▶ [EXERCISE REQUIREMENTS]: Lines before the one containing "Question. Indicate one point on each instance of the watch" in the records below are to be left out; that line and all after it, through the end, are to be retyped exactly.

▶ [THE INPUT]:
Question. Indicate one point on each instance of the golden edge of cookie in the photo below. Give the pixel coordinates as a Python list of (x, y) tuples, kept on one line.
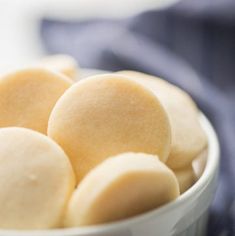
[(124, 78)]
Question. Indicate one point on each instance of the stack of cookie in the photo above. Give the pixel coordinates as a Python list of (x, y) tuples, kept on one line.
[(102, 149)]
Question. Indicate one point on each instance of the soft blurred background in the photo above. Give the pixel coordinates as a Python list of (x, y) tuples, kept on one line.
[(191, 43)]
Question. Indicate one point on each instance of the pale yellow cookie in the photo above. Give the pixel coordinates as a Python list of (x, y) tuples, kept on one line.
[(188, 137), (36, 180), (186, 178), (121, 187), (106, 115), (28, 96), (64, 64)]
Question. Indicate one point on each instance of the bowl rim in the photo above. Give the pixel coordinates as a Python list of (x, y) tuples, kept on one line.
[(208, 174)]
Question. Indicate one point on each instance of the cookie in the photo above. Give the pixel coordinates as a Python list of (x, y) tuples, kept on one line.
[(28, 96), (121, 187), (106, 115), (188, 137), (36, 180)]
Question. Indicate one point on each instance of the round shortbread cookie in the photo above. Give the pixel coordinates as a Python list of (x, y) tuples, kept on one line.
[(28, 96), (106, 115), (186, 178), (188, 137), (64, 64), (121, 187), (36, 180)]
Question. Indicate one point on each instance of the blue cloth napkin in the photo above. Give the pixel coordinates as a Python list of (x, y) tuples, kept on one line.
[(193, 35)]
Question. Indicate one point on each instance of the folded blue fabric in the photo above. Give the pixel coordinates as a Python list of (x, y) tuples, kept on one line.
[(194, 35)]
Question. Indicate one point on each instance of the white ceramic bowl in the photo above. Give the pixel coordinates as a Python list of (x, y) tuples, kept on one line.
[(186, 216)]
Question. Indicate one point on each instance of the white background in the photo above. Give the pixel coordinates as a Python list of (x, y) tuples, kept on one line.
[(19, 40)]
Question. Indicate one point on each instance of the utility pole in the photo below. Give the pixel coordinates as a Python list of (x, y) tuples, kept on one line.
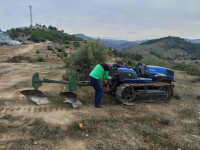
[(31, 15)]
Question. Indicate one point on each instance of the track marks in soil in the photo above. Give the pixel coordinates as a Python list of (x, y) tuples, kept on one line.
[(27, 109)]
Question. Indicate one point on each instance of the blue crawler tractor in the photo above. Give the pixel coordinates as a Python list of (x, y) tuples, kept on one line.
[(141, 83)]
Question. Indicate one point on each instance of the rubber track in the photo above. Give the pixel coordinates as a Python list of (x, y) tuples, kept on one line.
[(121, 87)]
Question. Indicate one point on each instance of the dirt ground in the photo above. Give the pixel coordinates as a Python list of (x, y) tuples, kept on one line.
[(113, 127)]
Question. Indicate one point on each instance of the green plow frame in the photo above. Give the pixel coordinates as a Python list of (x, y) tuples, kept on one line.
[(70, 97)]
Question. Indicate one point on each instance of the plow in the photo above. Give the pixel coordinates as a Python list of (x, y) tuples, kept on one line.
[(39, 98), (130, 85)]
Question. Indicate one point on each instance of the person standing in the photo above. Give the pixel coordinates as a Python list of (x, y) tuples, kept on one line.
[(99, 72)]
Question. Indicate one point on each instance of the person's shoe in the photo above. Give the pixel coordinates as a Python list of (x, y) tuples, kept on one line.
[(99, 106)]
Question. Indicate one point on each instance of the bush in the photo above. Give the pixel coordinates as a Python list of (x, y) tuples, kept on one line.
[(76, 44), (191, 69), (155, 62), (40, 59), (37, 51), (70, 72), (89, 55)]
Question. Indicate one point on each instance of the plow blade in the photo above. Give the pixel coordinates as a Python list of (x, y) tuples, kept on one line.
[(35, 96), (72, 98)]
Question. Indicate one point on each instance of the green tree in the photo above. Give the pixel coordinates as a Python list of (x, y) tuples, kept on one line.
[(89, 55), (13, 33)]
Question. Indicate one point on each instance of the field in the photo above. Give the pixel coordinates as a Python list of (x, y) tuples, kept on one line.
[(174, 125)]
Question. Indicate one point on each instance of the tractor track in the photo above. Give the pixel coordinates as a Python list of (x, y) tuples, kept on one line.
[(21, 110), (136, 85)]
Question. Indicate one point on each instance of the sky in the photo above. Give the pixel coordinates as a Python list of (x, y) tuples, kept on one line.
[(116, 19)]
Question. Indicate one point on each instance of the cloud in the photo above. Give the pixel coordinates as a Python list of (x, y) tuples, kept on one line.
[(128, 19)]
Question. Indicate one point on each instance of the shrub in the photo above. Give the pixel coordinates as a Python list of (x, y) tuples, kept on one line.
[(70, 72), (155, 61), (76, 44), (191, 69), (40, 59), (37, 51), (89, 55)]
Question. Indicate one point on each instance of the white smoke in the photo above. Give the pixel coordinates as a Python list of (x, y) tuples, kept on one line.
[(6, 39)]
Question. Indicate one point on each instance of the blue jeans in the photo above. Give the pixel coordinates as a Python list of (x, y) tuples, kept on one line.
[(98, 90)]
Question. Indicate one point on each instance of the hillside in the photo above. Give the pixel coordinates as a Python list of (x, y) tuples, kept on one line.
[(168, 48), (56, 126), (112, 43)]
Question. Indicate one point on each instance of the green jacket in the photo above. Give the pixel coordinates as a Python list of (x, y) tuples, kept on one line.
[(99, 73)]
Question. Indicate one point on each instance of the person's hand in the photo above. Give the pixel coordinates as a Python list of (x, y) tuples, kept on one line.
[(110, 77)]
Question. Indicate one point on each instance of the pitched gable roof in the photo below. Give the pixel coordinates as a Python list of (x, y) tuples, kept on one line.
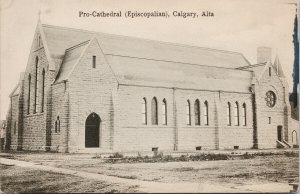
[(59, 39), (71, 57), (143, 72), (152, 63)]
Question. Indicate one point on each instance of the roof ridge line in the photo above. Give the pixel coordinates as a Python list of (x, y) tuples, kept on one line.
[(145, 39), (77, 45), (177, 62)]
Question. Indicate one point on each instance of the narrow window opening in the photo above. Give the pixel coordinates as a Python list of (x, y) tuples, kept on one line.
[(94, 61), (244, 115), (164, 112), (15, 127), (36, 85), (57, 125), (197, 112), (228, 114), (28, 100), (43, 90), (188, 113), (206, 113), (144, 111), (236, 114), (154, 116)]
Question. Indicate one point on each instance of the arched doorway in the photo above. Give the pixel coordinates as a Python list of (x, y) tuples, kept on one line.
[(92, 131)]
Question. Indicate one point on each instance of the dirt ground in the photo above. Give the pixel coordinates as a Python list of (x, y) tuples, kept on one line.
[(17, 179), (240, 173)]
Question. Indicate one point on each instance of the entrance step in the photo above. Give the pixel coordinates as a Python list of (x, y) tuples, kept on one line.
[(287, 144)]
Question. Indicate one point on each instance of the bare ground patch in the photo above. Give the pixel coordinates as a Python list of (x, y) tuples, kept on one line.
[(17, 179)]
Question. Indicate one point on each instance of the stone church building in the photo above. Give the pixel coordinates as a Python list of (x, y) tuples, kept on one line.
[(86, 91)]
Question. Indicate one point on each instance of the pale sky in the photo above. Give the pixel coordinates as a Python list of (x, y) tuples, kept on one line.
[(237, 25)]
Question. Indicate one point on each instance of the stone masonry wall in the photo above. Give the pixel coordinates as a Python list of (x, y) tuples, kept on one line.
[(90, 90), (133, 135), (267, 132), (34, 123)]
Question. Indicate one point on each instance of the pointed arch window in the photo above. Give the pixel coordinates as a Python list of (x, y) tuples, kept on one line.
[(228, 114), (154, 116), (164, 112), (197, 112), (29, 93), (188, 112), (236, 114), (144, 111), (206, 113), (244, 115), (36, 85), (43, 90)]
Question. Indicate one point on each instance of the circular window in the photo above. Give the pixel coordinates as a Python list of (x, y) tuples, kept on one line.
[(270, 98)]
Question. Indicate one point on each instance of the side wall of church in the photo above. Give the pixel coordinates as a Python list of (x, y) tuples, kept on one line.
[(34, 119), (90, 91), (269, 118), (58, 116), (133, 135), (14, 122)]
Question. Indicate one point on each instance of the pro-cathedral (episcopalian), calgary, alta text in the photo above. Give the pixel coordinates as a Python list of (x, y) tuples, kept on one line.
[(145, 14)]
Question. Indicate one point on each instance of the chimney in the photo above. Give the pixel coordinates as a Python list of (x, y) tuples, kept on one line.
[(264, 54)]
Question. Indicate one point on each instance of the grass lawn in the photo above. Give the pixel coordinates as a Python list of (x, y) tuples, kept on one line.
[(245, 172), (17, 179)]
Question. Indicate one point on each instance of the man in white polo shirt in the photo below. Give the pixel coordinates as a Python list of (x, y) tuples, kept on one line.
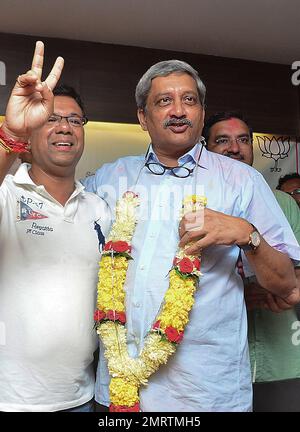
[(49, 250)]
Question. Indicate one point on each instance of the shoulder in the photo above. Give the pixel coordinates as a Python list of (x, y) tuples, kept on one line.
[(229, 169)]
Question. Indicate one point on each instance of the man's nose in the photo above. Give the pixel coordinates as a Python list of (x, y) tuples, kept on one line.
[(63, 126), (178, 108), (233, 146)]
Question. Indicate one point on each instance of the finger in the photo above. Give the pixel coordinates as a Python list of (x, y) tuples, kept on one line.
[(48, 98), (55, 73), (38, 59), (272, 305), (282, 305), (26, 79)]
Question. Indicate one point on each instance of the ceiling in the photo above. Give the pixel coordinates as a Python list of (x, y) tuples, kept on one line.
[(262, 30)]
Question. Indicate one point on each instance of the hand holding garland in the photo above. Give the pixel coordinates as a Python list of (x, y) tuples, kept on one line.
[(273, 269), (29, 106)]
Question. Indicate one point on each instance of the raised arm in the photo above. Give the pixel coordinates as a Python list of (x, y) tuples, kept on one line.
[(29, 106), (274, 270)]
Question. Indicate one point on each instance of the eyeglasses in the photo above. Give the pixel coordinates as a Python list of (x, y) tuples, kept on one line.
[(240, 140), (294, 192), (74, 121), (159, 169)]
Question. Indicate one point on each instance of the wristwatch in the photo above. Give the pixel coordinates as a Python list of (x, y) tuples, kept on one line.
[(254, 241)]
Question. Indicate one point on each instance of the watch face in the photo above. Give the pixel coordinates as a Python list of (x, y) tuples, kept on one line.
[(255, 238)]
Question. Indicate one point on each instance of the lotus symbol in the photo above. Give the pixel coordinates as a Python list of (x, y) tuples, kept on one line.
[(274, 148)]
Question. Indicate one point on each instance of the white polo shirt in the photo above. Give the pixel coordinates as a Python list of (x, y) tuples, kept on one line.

▶ [RESULT OF THIS EXERCISE]:
Question. Indicate one point on each instance of the watch face in the photo above. Give the pixel coordinates as a Python list of (x, y) tuples, kept on one line.
[(255, 238)]
Question. Indicate one point on each instance of the lotus symbol in the photo above. Give the pixel coordinates as a Python list of (x, y) tuples, kept on one line.
[(274, 148)]
Question. Indicate one point on each instance of the white polo shirt in the photo above. Give the pixel coordinates as a Python list of (x, y) tuples, kept on one line.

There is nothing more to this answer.